TASK PROMPT:
Every line of the data below is to be retyped exactly.

*** PROVIDED RECORDS ***

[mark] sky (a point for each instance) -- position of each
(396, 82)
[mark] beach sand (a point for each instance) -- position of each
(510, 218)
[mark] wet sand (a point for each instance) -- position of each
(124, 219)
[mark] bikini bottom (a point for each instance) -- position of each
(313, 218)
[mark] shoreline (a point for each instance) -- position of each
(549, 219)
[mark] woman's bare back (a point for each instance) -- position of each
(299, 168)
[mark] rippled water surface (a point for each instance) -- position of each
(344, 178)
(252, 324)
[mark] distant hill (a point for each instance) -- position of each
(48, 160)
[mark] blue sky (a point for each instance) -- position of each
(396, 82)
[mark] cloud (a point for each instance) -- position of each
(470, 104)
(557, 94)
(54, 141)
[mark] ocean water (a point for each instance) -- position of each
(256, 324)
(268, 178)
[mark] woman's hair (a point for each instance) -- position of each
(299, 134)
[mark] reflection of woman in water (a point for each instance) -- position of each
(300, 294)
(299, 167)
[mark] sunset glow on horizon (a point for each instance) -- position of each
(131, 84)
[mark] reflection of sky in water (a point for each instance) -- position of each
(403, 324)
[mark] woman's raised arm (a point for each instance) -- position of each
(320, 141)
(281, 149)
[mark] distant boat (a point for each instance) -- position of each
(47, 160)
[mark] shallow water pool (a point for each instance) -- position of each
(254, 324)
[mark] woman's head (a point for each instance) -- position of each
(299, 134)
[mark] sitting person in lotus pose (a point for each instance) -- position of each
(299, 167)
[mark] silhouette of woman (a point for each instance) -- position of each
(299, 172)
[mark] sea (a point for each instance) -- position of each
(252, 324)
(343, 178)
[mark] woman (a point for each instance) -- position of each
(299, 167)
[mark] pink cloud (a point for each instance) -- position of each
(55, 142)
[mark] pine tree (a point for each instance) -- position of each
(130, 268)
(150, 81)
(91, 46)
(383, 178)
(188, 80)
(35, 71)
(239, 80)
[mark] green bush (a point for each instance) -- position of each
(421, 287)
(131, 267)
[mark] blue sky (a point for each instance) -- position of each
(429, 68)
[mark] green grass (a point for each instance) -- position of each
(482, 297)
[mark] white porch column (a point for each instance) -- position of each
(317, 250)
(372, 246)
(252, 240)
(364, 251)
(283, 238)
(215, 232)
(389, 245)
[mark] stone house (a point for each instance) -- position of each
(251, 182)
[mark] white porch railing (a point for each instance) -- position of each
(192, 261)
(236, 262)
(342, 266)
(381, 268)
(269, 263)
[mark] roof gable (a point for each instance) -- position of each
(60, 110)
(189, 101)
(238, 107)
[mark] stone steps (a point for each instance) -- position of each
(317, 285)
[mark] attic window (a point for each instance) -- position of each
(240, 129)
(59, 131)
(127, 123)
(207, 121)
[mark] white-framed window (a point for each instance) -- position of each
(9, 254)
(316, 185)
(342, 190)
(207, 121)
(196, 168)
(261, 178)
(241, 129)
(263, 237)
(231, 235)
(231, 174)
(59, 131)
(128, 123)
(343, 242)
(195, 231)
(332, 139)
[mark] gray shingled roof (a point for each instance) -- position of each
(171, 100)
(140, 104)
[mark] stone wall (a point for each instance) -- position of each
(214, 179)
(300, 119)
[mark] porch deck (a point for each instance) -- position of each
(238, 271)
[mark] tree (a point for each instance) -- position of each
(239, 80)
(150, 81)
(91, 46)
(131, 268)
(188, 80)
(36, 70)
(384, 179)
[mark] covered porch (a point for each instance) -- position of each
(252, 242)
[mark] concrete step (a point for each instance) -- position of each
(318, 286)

*** End of PROVIDED RECORDS ***

OUTPUT FOR THIS EXERCISE:
[mark] sky (a point for each instance) -- position of each
(396, 82)
[mark] beach sand (a point for each instance) -- position of each
(510, 218)
[mark] wet sand (a point for each instance) -- position of each
(124, 219)
[mark] bikini bottom (a point for each instance) -- position of each
(313, 218)
[mark] shoreline (a point for each instance) -- position of each
(549, 219)
[mark] woman's bare back (a point for each instance) -- position of each
(299, 168)
[mark] rippled water surface (a point for each instance) -- position of each
(344, 178)
(252, 324)
[mark] distant hill (a point for each instance) -- position of each
(48, 160)
[mark] blue sky (a point for each instance) -- position of each
(396, 82)
[mark] cloud (a point for each instance) -- position of each
(470, 104)
(557, 94)
(54, 141)
[mark] ocean water (a point for each instance) -- position of each
(256, 324)
(268, 178)
[mark] woman's hair (a point for each instance) -- position of each
(299, 134)
[mark] reflection of woman in water (a point for each instance) -- position of each
(300, 294)
(299, 167)
[mark] sunset glow on horizon (a point for each instance) -- position of each
(131, 84)
[mark] reflection of sky in water (a point for each instance) -- position of each
(403, 324)
[mark] woman's raised arm (a point for each instance) -- position of each
(320, 141)
(281, 149)
[mark] distant boat (a point for each instance) -- position of each
(47, 160)
[mark] shallow water pool (a point for each instance) -- position of each
(254, 324)
[mark] woman's head (a point for each instance) -- position of each
(299, 134)
[mark] sitting person in lotus pose (a point for each instance) -- position of each
(299, 167)
[mark] silhouette of woman (a point for each instance) -- position of each
(299, 172)
[mark] sea (a point for each instance) -- position of each
(252, 324)
(343, 178)
[mark] woman (a point for each instance) -- position of each
(299, 167)
[mark] pink cloud (a point for each instance) -- position of each
(55, 142)
[mark] pine tree (a point for each instance) -- position of each
(130, 268)
(150, 81)
(91, 46)
(383, 178)
(188, 80)
(35, 71)
(239, 80)
[mark] green bush (a point for each instance) -- position of each
(421, 287)
(131, 267)
[mark] blue sky (a point for each instance) -- position of each
(429, 68)
[mark] green grass (a point for each instance) -- position of each
(482, 297)
[mark] white porch column (a point for each instance) -- position of each
(317, 250)
(372, 246)
(252, 240)
(364, 251)
(283, 238)
(215, 232)
(389, 245)
[mark] stone house (a point for each instance) -- position of each
(251, 182)
[mark] white porch railing (a point for each instance) -- position of each
(192, 261)
(236, 262)
(342, 266)
(381, 268)
(269, 263)
[mark] roof gable (a point for each instance) -- position of each
(60, 110)
(189, 101)
(238, 107)
[mark] stone steps (a point for each instance) -- position of each
(317, 285)
[mark] attic window (a point for each instance) -- position of each
(240, 129)
(59, 131)
(127, 123)
(207, 121)
[mark] white-framed window (a point for each instance) -- position of each
(9, 254)
(316, 185)
(342, 190)
(207, 121)
(196, 168)
(261, 178)
(241, 129)
(263, 237)
(231, 235)
(231, 174)
(59, 131)
(128, 123)
(343, 242)
(195, 231)
(332, 139)
[mark] gray shingled roof (a point for each instance) -- position of each
(171, 100)
(140, 104)
[mark] stone wall (a point for each instance) -- position of each
(214, 179)
(300, 119)
[mark] porch deck (a point for each instance) -- position of each
(238, 271)
[mark] tree (a point for each instance) -- position of each
(239, 80)
(150, 81)
(91, 46)
(131, 268)
(188, 80)
(36, 70)
(384, 179)
[mark] covered porch (a point for each instance) -- position of each
(252, 242)
[mark] concrete step (a point for each instance) -- position of each
(318, 286)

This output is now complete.